**Work order:**
Look through the data below. Collect every line where the word "instance" occurs.

[Source records]
*** Block opens ***

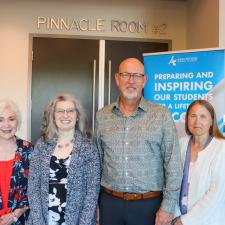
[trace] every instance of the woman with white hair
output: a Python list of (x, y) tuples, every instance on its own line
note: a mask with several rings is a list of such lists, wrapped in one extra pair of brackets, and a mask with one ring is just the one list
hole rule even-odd
[(85, 113), (71, 95), (58, 96), (45, 112), (28, 181), (29, 224), (94, 225), (100, 159), (86, 137)]
[(33, 146), (15, 136), (17, 105), (0, 100), (0, 225), (24, 225), (28, 217), (27, 178)]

*** Block closes ***

**Final answer:**
[trace] every instance of the woman with white hair
output: a Python list of (x, y) tuples, every instance on its own line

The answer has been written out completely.